== STORED DATA ==

________________________

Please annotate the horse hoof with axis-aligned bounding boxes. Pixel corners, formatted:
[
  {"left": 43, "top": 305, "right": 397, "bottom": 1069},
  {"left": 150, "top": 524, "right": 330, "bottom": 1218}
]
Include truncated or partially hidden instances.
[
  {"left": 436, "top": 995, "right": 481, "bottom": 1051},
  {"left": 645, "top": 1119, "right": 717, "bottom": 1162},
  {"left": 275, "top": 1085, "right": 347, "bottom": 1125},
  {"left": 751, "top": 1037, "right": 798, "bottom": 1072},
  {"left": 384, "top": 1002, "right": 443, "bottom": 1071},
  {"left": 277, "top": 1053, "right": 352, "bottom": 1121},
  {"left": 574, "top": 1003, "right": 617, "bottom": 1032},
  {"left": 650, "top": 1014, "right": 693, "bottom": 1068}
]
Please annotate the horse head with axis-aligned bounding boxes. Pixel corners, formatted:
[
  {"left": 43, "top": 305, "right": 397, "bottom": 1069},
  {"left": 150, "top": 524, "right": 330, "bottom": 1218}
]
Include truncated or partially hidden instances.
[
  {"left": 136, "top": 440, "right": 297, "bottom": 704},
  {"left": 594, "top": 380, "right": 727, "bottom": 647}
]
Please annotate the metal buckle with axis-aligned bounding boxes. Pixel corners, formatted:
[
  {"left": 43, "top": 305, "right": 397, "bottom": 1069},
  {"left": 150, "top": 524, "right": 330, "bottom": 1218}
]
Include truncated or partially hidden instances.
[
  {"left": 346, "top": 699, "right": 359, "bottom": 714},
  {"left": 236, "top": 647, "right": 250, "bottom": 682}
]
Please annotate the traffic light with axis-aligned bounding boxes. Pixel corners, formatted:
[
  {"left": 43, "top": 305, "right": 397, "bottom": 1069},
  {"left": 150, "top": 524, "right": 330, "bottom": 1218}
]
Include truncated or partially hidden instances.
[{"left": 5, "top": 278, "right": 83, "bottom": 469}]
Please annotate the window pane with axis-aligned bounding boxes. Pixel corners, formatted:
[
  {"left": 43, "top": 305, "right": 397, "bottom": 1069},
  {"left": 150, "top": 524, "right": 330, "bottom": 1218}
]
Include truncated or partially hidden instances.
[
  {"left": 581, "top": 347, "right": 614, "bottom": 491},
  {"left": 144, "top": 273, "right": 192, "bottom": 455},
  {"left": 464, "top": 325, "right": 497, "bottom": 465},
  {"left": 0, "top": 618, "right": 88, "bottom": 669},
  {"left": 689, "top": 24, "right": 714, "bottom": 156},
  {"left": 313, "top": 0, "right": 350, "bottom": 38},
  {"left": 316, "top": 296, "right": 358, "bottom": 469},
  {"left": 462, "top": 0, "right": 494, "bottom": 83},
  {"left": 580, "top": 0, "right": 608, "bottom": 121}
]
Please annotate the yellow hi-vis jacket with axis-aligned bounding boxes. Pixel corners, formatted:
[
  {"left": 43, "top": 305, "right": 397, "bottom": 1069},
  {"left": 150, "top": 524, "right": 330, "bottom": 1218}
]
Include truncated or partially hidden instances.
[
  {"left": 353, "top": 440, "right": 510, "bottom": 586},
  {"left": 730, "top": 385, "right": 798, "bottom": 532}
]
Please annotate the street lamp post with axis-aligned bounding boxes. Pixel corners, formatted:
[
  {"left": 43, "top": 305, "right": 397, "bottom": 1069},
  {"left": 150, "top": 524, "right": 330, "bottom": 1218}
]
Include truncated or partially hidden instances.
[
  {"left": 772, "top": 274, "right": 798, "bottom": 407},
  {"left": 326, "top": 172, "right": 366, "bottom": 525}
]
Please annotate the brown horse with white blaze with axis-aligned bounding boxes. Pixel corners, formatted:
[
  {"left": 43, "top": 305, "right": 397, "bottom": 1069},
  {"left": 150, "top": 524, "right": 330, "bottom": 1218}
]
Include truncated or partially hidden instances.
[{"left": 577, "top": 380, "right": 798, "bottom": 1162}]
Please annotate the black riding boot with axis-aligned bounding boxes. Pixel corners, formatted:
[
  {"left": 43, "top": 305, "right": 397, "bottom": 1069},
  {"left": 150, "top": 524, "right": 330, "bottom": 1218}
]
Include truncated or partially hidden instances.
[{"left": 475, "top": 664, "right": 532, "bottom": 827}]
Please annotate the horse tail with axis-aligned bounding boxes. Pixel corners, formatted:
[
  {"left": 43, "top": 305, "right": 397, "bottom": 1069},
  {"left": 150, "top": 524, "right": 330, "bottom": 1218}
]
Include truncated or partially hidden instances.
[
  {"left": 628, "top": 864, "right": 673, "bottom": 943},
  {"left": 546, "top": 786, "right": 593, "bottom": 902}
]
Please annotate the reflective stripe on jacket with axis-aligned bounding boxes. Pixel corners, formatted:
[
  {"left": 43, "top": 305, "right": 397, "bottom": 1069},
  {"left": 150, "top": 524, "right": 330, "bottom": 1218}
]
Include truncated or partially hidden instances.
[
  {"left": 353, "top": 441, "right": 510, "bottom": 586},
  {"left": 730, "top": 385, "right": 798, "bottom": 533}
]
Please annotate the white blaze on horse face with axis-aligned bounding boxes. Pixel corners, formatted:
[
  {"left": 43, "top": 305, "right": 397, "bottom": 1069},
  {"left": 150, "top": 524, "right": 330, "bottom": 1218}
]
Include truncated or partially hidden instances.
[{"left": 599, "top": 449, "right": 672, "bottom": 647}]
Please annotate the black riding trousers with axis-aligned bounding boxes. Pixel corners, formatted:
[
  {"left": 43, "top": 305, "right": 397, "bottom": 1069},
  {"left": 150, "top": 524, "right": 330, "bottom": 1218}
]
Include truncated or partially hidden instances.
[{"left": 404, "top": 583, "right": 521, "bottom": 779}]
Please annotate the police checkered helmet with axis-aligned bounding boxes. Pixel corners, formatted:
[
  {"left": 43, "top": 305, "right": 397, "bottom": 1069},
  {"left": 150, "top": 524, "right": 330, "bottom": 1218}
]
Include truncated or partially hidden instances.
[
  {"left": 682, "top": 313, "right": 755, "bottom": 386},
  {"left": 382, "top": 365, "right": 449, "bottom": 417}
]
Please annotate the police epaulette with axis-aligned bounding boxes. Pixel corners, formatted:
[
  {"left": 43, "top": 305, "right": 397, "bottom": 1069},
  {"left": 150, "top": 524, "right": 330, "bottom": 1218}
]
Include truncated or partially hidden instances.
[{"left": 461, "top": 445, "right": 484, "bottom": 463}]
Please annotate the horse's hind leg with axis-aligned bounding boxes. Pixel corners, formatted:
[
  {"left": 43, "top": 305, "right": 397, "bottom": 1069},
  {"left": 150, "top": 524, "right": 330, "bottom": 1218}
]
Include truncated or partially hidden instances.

________________________

Across the material, how many lines contain the word "white"? Only the number is wanted.

== REPLY ==
2